[Pointing records]

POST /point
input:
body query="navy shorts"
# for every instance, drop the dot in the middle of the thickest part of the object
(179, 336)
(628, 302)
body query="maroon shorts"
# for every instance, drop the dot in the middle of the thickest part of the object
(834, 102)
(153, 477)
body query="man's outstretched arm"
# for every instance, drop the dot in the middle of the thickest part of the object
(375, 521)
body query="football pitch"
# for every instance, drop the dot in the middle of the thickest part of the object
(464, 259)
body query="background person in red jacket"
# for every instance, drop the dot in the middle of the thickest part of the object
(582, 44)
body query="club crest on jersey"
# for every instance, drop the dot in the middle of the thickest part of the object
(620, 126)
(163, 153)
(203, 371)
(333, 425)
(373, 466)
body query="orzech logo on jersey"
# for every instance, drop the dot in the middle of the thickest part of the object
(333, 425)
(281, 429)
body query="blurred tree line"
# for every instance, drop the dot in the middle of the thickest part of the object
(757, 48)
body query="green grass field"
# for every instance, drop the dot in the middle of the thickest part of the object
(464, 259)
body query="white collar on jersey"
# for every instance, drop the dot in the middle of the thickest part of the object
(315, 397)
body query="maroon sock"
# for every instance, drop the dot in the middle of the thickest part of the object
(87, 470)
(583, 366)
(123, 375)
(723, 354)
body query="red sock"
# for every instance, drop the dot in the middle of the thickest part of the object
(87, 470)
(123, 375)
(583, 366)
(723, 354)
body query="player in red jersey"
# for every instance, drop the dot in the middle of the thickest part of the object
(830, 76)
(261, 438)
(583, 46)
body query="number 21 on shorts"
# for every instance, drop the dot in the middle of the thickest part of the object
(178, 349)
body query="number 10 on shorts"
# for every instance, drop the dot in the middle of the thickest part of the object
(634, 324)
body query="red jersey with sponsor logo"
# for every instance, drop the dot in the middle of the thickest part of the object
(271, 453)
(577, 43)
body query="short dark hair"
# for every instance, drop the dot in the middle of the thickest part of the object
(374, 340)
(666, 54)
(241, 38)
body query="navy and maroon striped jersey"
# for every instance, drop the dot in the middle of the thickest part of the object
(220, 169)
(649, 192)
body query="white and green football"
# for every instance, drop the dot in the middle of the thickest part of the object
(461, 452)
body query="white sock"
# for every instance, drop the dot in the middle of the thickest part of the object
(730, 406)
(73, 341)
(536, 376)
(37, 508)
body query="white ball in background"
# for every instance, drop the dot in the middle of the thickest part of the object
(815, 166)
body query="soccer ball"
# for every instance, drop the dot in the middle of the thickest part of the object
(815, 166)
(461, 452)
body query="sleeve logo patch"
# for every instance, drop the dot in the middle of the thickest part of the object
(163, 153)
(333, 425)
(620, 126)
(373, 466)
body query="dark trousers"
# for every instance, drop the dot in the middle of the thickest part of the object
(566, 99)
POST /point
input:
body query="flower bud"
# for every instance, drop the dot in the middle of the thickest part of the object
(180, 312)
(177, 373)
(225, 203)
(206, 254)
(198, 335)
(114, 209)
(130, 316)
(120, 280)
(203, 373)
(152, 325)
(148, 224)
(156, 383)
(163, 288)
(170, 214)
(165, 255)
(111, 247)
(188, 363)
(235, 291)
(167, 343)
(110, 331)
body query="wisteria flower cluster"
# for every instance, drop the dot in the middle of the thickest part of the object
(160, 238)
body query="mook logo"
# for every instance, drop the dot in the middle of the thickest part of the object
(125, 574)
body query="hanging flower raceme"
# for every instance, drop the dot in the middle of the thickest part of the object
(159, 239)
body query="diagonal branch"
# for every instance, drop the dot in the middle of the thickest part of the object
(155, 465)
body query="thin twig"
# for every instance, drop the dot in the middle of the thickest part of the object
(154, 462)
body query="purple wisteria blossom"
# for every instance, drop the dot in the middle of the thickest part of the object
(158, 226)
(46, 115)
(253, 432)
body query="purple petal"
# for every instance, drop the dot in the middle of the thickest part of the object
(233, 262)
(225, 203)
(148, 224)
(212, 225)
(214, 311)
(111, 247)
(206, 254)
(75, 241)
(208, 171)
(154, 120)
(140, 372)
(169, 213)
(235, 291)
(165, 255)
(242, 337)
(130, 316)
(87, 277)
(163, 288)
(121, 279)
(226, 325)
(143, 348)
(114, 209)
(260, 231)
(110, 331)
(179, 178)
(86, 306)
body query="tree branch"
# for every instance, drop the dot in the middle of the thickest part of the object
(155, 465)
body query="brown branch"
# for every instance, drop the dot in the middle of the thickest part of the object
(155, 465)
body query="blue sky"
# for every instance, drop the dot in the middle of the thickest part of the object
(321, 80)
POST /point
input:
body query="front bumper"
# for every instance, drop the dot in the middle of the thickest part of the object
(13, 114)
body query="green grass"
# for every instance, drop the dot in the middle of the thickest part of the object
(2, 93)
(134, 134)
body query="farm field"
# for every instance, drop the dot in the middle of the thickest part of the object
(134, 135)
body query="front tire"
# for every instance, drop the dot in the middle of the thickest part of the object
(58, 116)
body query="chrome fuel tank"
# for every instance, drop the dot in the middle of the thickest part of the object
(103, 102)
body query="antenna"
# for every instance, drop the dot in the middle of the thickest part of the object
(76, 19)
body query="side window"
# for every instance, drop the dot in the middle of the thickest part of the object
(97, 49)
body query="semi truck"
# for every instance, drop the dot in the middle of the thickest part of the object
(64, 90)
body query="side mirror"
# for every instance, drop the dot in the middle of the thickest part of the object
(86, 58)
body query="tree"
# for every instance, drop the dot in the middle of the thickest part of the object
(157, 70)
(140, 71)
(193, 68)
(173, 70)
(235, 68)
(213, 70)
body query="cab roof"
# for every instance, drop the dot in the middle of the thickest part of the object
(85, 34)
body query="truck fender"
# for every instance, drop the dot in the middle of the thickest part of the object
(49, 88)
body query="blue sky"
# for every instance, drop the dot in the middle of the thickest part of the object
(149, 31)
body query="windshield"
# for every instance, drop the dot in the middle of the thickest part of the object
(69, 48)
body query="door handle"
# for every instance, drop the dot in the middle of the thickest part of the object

WORK REQUIRED> Write out every entry again, keeping each line exactly the same.

RESULT>
POST /point
input:
body query="navy shorts"
# for every instance, drop the dot in the middle of the thickest part of the object
(179, 336)
(628, 302)
body query="maroon shorts"
# for every instance, drop the dot in the middle of the thickest part of the object
(834, 102)
(153, 477)
body query="man's outstretched arm"
# for every instance, drop the dot in the middle of the thickest part of the object
(375, 521)
body query="football pitch"
# for every instance, drop the dot in the middle of the thickest part of the object
(464, 259)
body query="background person in red jacket"
# for every instance, drop the dot in the middle of the thickest part of the object
(582, 44)
body query="club crest on jersey"
# for every instance, drop the dot in the middle of the thickest part of the object
(620, 126)
(163, 153)
(203, 371)
(333, 425)
(373, 466)
body query="orzech logo on jersey"
# for every instance, drop the dot in the middle of the thickest part of the object
(333, 425)
(281, 429)
body query="blurred tree line"
# for every instance, drop the dot in the middle of the thickest part of the object
(757, 48)
body query="green grass field"
# for every instance, drop the dot in the middle of the thickest part of the object
(464, 259)
body query="white collar on jersey"
# for every instance, drop the dot in the middle of the thickest part of the object
(315, 397)
body query="maroon sock"
# for every instance, drop the dot in the middle of the thickest part of the object
(87, 470)
(583, 366)
(123, 375)
(723, 354)
body query="red sock"
# for every instance, drop the dot in the middle of the thickest part of the object
(87, 470)
(123, 375)
(583, 366)
(723, 354)
body query="player in red jersey"
# for every instance, drop the dot in the middle of the thickest part of the object
(830, 76)
(261, 438)
(583, 46)
body query="number 21 on shorts"
# for every instance, drop the dot in the middle of the thickest part of the object
(178, 349)
body query="number 10 on shorts"
# for every instance, drop the dot in the middle of the thickest part of the object
(634, 324)
body query="red jersey with sponsor logo"
# for every instance, drop the dot in the middle of the thickest part of the object
(271, 453)
(577, 43)
body query="short dark hair"
# for every instance, drop the dot in the middle of the thickest part of the object
(374, 340)
(666, 54)
(241, 38)
body query="navy and maroon striped jersey"
# for every instance, drop the dot in the middle of the thickest part of the object
(220, 169)
(649, 192)
body query="white and green football"
# for every instance, drop the dot in the middle of the thickest part of the object
(461, 452)
body query="white sock"
# for every instance, drop the dot in the middle of the thickest part of the object
(730, 406)
(73, 341)
(536, 376)
(37, 508)
body query="white ball in background"
# for every instance, drop the dot in the middle of the thickest part of the object
(815, 166)
body query="soccer ball"
# for every instance, drop the dot in the middle of the thickest part of the object
(815, 166)
(461, 452)
body query="sleeve logo patch"
# for every instance, drop the dot in the middle of the thickest part of the object
(163, 153)
(333, 425)
(620, 126)
(373, 466)
body query="dark trousers"
# for every instance, drop the dot in the middle of the thickest part of the object
(566, 99)
POST /point
input:
body query="flower bud"
# for every instance, drop the dot in the middle of the thickest part of the object
(180, 312)
(177, 373)
(225, 203)
(206, 254)
(198, 335)
(114, 209)
(130, 316)
(120, 280)
(203, 373)
(152, 325)
(148, 224)
(156, 383)
(163, 288)
(170, 214)
(165, 255)
(111, 247)
(188, 363)
(235, 291)
(167, 343)
(110, 331)
body query="wisteria flower cluster"
# for every instance, drop the dot in the middle of the thickest part of the object
(160, 238)
body query="mook logo"
# for every instance, drop the dot in the middle of the thickest part of the object
(125, 574)
body query="hanging flower raceme"
# for every instance, drop the dot in the middle of the thickest part of the object
(159, 239)
body query="diagonal branch"
# for every instance, drop the dot in the middle of the thickest part of the object
(155, 465)
body query="thin twig"
# for every instance, drop the dot in the middle of the thickest part of the object
(154, 462)
body query="purple wisteria blossom"
# for every instance, drop the dot in the middle of the thickest part of the object
(158, 226)
(46, 115)
(253, 432)
body query="purple petal"
# for every instance, drop the dot in the middle of the thickest part of the object
(233, 262)
(225, 203)
(148, 224)
(212, 225)
(214, 311)
(111, 247)
(206, 254)
(75, 241)
(208, 171)
(154, 120)
(140, 372)
(169, 213)
(235, 291)
(165, 255)
(242, 337)
(130, 316)
(87, 277)
(163, 288)
(121, 279)
(226, 325)
(143, 348)
(114, 209)
(260, 231)
(110, 331)
(179, 178)
(86, 306)
body query="tree branch"
# for every instance, drop the dot in the middle of the thickest part of the object
(155, 465)
body query="brown branch"
# for every instance, drop the dot in the middle of the thickest part of the object
(155, 465)
body query="blue sky"
# for every instance, drop the dot in the middle of the thickest part of the object
(321, 80)
POST /point
input:
body query="front bumper"
# for every instance, drop the dot in the middle of the thickest part of the object
(13, 114)
body query="green grass"
# for every instance, drop the dot in the middle of the thickest part of the object
(2, 93)
(134, 134)
body query="farm field"
# for every instance, drop the dot in the middle of the thickest part of the object
(134, 135)
body query="front tire"
# for every instance, drop the dot in the middle of the thickest part of the object
(58, 116)
body query="chrome fuel tank"
# for every instance, drop the dot in the middle of the thickest part of the object
(103, 102)
body query="antenna"
# for every instance, drop the dot in the middle of the thickest part of the object
(76, 19)
body query="side window"
# for every instance, drop the dot in the middle of the thickest part of the object
(97, 49)
body query="semi truck"
# for every instance, drop the dot in the middle of the thickest part of the object
(64, 90)
body query="side mirror"
# for every instance, drop the dot in the middle of the thickest part of the object
(86, 58)
body query="tree"
# for every instance, drop the dot in the middle of the thickest part of the object
(157, 70)
(140, 71)
(193, 68)
(173, 70)
(235, 68)
(213, 70)
body query="cab roof"
# for every instance, drop the dot in the middle of the thickest part of the object
(85, 34)
body query="truck fender"
# for every instance, drop the dot in the middle of the thickest part of the object
(49, 88)
body query="blue sky"
# for every instance, drop the dot in the middle of the thickest part of the object
(149, 31)
body query="windshield"
# for every instance, drop the dot in the middle of the thickest part of the object
(69, 48)
body query="door handle"
# for every instance, drop the dot in the middle of the thickest part of the object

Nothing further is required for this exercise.